A series of small and large calamities — a terrorist attack in Croatia perpetrated by scoundrels wearing (coincidentally or purposefully) masks made popular by Celeste; bitter quarrels with her sister/daughter/manager; heaps of drugs and alcohol — tear up the floorboards of Celeste’s day. Then it’s opening night.

Visually speaking, Vox Lux is consistently interesting with Corbet, cinematographer Lol Crawley, and editor Matthew Hannam creating worlds that veer from palpably oppressive (the early high school scenes) to kaleidoscopic (the performance pieces) to thrillingly chaotic (a drug-taking scene featuring Celeste and the Manager shot at warp-speed).

But in the end, all the sorrow and horror and anger and angst just seem pointless despite Corbet’s stated intention to juxtapose the meaningless against the tragic. Perhaps, taken alongside Her Smell — another nihilist rock and roll drama that played TIFF last fall — the messy-female-musician-as-avatar-for-society’s-ills is a thing. Maybe others will care more about Celeste’s fate than I did. I am keen to hear why.

Vox Lux. Written and directed by Brady Corbet. Starring Natalie Portman, Jude Law, Raffey Cassidy, Stacy Martin and Jennifer Ehle. Opens in Toronto December 21. Opening in other markets in the weeks that follow.
---
OBJECTIVE 1. According to the review, who was the cinematographer on Vox Lux?

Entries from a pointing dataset
---
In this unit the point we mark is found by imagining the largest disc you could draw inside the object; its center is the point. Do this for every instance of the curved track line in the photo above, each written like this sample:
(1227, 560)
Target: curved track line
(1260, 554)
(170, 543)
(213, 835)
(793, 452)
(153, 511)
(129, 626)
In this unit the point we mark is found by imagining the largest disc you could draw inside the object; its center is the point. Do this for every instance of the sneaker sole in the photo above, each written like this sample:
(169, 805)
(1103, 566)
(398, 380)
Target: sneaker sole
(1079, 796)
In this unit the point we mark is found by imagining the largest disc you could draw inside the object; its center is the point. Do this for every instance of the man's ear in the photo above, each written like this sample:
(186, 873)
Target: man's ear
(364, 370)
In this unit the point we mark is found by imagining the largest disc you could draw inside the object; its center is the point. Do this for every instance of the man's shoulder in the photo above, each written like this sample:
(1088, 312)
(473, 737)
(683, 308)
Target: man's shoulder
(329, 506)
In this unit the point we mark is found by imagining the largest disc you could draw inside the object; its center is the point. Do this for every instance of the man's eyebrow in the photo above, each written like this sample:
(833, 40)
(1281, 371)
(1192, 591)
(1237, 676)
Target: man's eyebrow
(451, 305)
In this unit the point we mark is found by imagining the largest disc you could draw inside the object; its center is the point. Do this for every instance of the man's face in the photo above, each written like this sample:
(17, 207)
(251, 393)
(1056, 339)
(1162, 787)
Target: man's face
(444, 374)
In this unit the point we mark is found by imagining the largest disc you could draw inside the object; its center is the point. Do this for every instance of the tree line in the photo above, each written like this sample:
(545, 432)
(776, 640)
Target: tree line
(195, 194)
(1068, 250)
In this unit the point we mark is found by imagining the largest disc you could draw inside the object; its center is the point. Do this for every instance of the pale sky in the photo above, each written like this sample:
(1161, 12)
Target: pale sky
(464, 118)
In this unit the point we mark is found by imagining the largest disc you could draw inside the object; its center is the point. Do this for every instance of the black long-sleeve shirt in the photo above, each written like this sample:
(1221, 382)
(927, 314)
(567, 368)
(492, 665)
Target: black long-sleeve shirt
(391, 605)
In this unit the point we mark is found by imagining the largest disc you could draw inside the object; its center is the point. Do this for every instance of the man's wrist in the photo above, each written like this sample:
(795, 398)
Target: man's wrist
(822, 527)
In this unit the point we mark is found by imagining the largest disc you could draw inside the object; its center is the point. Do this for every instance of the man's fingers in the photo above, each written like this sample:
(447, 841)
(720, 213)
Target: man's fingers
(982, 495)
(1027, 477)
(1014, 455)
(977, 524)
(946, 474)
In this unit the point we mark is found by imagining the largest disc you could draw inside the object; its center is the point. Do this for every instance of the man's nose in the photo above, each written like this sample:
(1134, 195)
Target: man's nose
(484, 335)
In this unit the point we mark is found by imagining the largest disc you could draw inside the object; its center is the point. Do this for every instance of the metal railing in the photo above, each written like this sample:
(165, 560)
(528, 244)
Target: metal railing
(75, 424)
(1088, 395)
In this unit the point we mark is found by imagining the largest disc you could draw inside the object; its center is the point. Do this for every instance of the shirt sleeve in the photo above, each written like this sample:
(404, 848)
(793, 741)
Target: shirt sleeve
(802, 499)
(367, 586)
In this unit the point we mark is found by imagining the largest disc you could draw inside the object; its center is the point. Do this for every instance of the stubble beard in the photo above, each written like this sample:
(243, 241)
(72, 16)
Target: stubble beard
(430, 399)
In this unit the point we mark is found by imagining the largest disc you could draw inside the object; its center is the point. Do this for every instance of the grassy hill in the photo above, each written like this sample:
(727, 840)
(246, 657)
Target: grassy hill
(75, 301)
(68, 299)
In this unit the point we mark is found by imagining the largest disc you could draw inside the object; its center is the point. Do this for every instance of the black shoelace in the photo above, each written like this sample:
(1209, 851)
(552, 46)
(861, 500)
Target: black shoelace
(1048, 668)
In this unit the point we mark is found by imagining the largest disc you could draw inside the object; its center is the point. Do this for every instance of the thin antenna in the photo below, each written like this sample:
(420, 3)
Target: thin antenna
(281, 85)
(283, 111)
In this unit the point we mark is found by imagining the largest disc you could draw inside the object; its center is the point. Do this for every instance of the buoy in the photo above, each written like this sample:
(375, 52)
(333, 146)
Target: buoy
---
OBJECTIVE 2. Return every line of the records that contains the word "nose".

RIGHT ANSWER 1. Lol Crawley

RIGHT ANSWER 2.
In this unit the point we mark is found by imagining the largest disc you could draw inside the object; its center is the point. Do this for every instance of the man's nose in the photo above, each written like this sample:
Target: man's nose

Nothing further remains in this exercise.